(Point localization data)
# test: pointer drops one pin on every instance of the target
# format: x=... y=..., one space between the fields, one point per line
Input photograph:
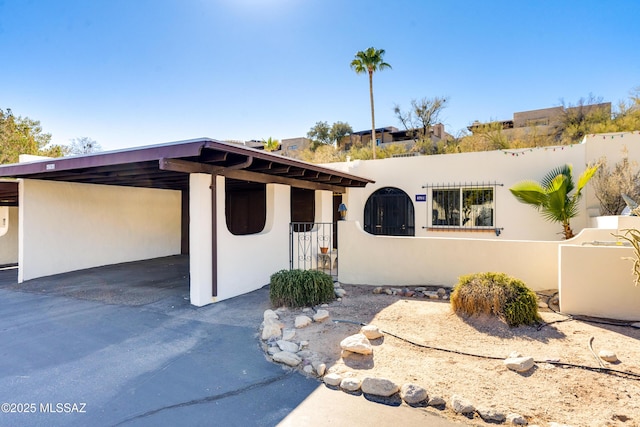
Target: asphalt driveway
x=119 y=345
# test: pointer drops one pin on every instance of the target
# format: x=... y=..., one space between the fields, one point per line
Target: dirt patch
x=547 y=393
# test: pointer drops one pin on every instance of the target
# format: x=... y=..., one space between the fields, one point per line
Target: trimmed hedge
x=495 y=294
x=300 y=288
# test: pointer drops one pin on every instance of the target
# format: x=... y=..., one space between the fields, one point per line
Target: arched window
x=389 y=212
x=245 y=206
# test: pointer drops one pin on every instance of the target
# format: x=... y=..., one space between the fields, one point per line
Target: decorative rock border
x=281 y=348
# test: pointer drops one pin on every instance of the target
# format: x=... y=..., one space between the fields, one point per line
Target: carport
x=156 y=201
x=8 y=223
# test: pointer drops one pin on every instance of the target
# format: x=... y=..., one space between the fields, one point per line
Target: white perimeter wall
x=67 y=226
x=598 y=280
x=403 y=261
x=8 y=235
x=518 y=221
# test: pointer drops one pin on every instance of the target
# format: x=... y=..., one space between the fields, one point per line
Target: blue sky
x=138 y=72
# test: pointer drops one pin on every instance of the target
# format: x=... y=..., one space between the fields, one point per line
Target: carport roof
x=167 y=166
x=8 y=193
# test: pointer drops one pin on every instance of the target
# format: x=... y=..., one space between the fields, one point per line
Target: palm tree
x=370 y=61
x=551 y=196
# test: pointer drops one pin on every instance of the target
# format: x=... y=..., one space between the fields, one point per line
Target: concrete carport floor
x=152 y=360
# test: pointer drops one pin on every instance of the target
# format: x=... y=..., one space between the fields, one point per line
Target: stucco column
x=200 y=251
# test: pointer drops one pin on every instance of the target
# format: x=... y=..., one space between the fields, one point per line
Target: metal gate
x=313 y=246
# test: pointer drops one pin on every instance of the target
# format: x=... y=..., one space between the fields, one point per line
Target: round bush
x=495 y=294
x=300 y=288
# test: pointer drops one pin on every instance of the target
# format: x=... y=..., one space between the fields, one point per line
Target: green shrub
x=300 y=288
x=495 y=294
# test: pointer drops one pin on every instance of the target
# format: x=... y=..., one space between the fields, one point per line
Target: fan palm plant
x=553 y=196
x=370 y=61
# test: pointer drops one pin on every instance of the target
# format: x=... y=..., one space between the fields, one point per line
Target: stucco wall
x=597 y=281
x=8 y=235
x=244 y=263
x=69 y=226
x=402 y=261
x=518 y=221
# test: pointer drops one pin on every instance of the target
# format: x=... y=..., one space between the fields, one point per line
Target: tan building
x=545 y=121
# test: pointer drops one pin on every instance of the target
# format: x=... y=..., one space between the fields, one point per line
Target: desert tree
x=369 y=61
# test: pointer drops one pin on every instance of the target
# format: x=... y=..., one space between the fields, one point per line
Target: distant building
x=392 y=135
x=546 y=121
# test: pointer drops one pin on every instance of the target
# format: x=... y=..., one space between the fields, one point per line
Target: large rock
x=519 y=364
x=437 y=401
x=321 y=316
x=332 y=379
x=271 y=328
x=319 y=367
x=491 y=415
x=413 y=394
x=357 y=343
x=288 y=334
x=289 y=346
x=379 y=387
x=287 y=358
x=350 y=384
x=461 y=405
x=302 y=321
x=516 y=419
x=270 y=314
x=371 y=332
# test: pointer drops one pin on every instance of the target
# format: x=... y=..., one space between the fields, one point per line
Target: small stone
x=306 y=354
x=436 y=401
x=302 y=321
x=608 y=356
x=271 y=328
x=461 y=405
x=287 y=358
x=340 y=293
x=288 y=334
x=516 y=419
x=319 y=367
x=519 y=364
x=357 y=343
x=270 y=314
x=321 y=316
x=490 y=414
x=350 y=384
x=332 y=379
x=371 y=332
x=288 y=346
x=413 y=394
x=379 y=387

Exercise
Give back the records word for word, without their pictures.

Output
# test: pointer drops one pin on every instance of the target
# format: x=... y=..., one space between the fields, one point per line
Input photograph:
Target: asphalt driveway
x=119 y=345
# test: pointer drops one pin on every instance of the target
# format: x=... y=..., one space between the fields, one point per line
Target: dirt patch
x=547 y=393
# test: pointer drops one pin on every instance of the target
# format: x=... y=..., one space between the fields, one point per line
Target: trimmed hedge
x=495 y=294
x=300 y=288
# test: pointer drops one pin on every instance of the target
# format: x=... y=..., one space between the fields, one point per line
Target: arched window
x=389 y=212
x=245 y=206
# test: pointer drops one pin on every instance of the target
# format: x=... y=..., one space between the fields, one point per line
Target: decorative rock border
x=281 y=348
# test: pointer drops one pin on every instance of the target
# format: x=... y=..., one space between the fields, one point per line
Target: carport
x=156 y=201
x=8 y=223
# test: pointer drops one pin on every instance of the target
# format: x=... y=..., one space between the fields, one point per line
Target: white perimeter wall
x=67 y=226
x=598 y=280
x=403 y=261
x=8 y=235
x=518 y=221
# test: pointer drops one pin on every instance of the target
# format: x=... y=..., one space between the fields, one point per line
Target: blue sky
x=138 y=72
# test: pointer drops one pin on every instance of the target
# format: x=... y=..., one space between the fields, one point per line
Target: carport roof
x=167 y=166
x=8 y=193
# test: pointer drops one pin on every instance of the target
# format: x=... y=..., one space between the fields, one point per line
Target: palm tree
x=370 y=61
x=551 y=196
# test: pointer drops one pin on every instance of the target
# format: x=... y=..., one space between the fields, one point per line
Target: concrete carport floor
x=152 y=360
# test: pointer drops one pin on every instance of the target
# format: x=... y=..., one space between the fields, one point per line
Target: stucco column
x=200 y=251
# test: pointer drops one pin on every instance of the target
# format: x=... y=..., one space between the fields, one point per line
Target: metal gate
x=313 y=246
# test: pointer drops one pin on every instance of the target
# format: x=... y=..., one space between the fields, one point per line
Target: round bush
x=495 y=294
x=300 y=288
# test: pointer drops one pin on every instance of the target
# format: x=... y=..., one space between the fields, one point per line
Target: green shrub
x=300 y=288
x=495 y=294
# test: pointer drops one pin on every instance of the target
# format: x=... y=..., one space between the fields, one point per line
Target: fan palm plant
x=553 y=196
x=370 y=61
# test: pointer drops one pin on every instance of the target
# format: x=... y=..., one space between the fields, one point per line
Target: stucco wall
x=597 y=281
x=8 y=235
x=244 y=263
x=69 y=226
x=402 y=261
x=518 y=221
# test: pointer drops one pin on every instance of the target
# format: x=... y=..., one space between the fields, one point per line
Target: tan building
x=545 y=121
# test: pointer drops one pin on every instance of the target
# format: x=... y=..., one space between the fields, one point per line
Target: desert tree
x=369 y=61
# test: pointer drops one pin on every instance of the target
# format: x=... y=..., one space between the fields, one point per line
Target: distant building
x=392 y=135
x=546 y=121
# test: pointer drops one pin on every instance of the target
# format: x=... y=..., one space between the fields, one point per line
Target: large rock
x=519 y=364
x=437 y=401
x=321 y=316
x=332 y=379
x=271 y=328
x=319 y=367
x=491 y=415
x=413 y=394
x=357 y=343
x=288 y=334
x=289 y=346
x=379 y=387
x=287 y=358
x=350 y=384
x=461 y=405
x=302 y=321
x=516 y=419
x=270 y=314
x=371 y=332
# test: pointer drops one pin on every instance of the target
# format: x=... y=..., one space between the fields, one point per line
Target: small stone
x=306 y=354
x=436 y=401
x=302 y=321
x=608 y=356
x=271 y=328
x=461 y=405
x=287 y=358
x=340 y=293
x=288 y=334
x=516 y=419
x=319 y=367
x=519 y=364
x=357 y=343
x=270 y=314
x=321 y=316
x=490 y=414
x=350 y=384
x=332 y=379
x=371 y=332
x=288 y=346
x=413 y=394
x=379 y=387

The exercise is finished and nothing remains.